Document extract

=== Section Start ===

Wednesday, July 2, 2014

Bulbs Are the Perfect Flower - Unless Varmints Eat Them



The Gardening Combine is already after me to buy fall bulbs, also called hardy bulbs. They do not just tolerate the winter - they need cold weather to bloom in the spring.

Gardeners know that some are not true bulbs, since they do not have a complete flower inside. Tulips and daffodils do, but others are partial and get the name corm, etc.

Tulips are a true bulb, so the quality and size of the bulb indicate the beauty of the flower that emerges. The leaves then prepare next year's bulb, which is normally pretty good. Maximum sized bulbs come from not allowing the bloom for some time, building up the food supply.

Similarly, bargain bulbs are going to produce bargain blooms that will not easily repeat. They may come up again, but they will be even weaker than the weak first ones.

Hardy bulbs are a reward for planning and planting ahead. I have had daffodils and crocus coming up in my lawn, long before mowing was needed. I have enjoyed seeing big drifts of large one-color tulips coming up, last of all, after all the others have bloomed - like the finale at the July 4th fireworks display.


Although roses photograph well, tulips are best enjoyed face-to-face. I never cut them for inside, because they provide so much happiness for people walking by.

Once I received a bunch of free bulbs, which I planted next to the garage in Midland. Someone wanted a tour of my four gardens. We approached from the driveway, then walked to the right side of the garage. The principal's wife saw them all in bloom, touched my forearm, and began to cry. She was moved by the beauty. As Luther wrote, "Women are more easily moved to tears of sorrow or joy than men are."

Our neighbor wrote again (emailing from next door) - "Chris, let's meet at the rose garden." They had a great time talking as they looked over the roses and discussed what might come next. Sassy left the computer area, sitting in the living room to monitor the situation. Sassy was not used to voices on her porch, so she waited there until she was happy that everyone was safe and happy.

Last night she played with our helper's children in the backyard, who tossed her favorite ball and petted her while their dad mowed the front yard.


The Rubik's Cube graphic illustrates how every article of faith is part of the one doctrine which is the Christian Faith. The Lutheran Reformers avoided treating each article as a separate doctrine (to be argued, compromised, set aside, rejected) instead of viewing Christian doctrine as a unified whole.

=== Section End ===

Activity 1
In the blog post on bulbs, where were the free bulbs planted?
Activity 2
Copy word for word the portion of the blog post on bulbs that opens at the words "Similarly, bargain bulbs" and runs through the words "people walking by.".

Exercise data
=== Section Start ===

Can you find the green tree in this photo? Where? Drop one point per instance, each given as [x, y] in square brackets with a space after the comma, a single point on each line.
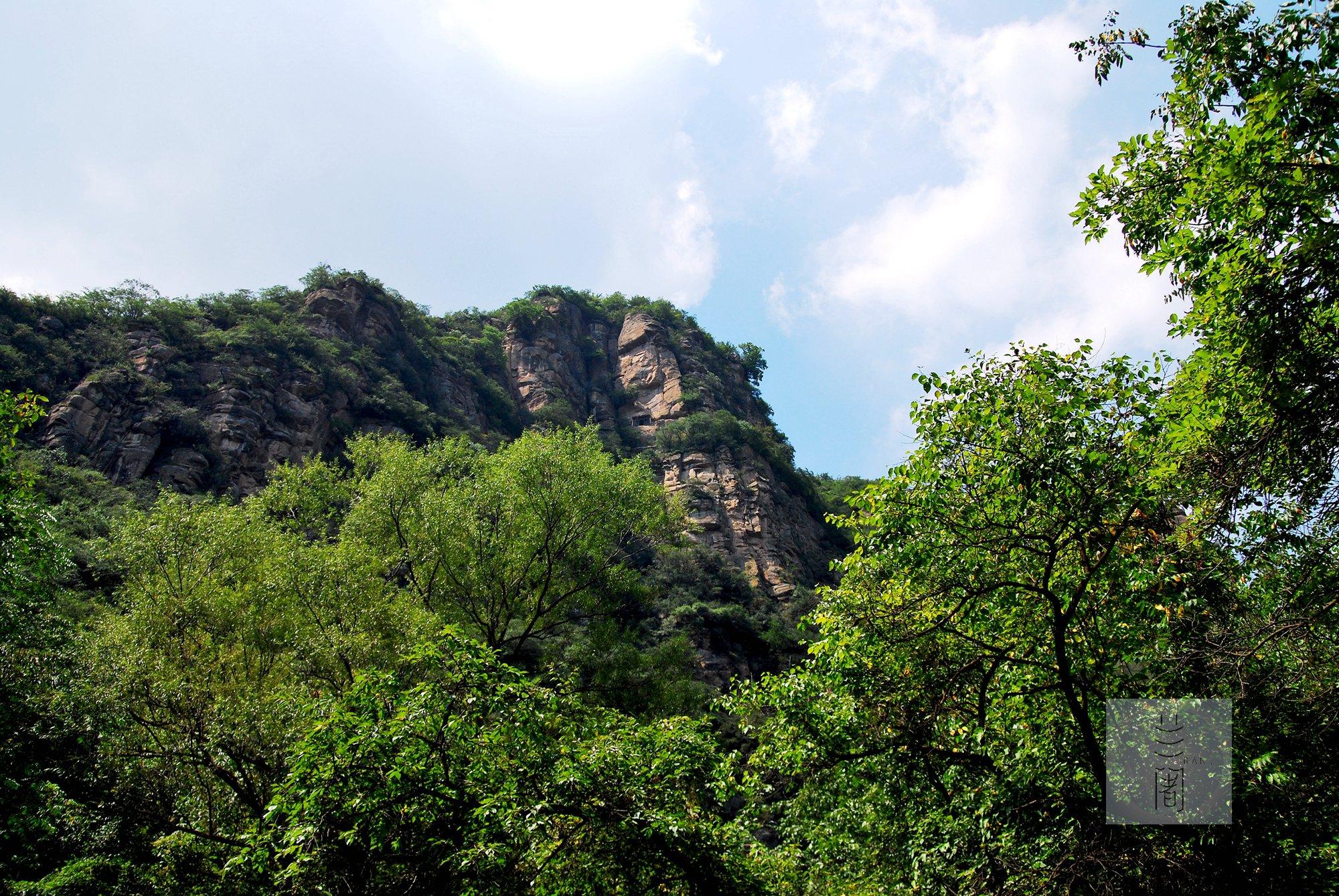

=== Section End ===

Final answer 1
Next to the garage in Midland.

Final answer 2
Similarly, bargain bulbs are going to produce bargain blooms that will not easily repeat. They may come up again, but they will be even weaker than the weak first ones.

Hardy bulbs are a reward for planning and planting ahead. I have had daffodils and crocus coming up in my lawn, long before mowing was needed. I have enjoyed seeing big drifts of large one-color tulips coming up, last of all, after all the others have bloomed - like the finale at the July 4th fireworks display.


Although roses photograph well, tulips are best enjoyed face-to-face. I never cut them for inside, because they provide so much happiness for people walking by.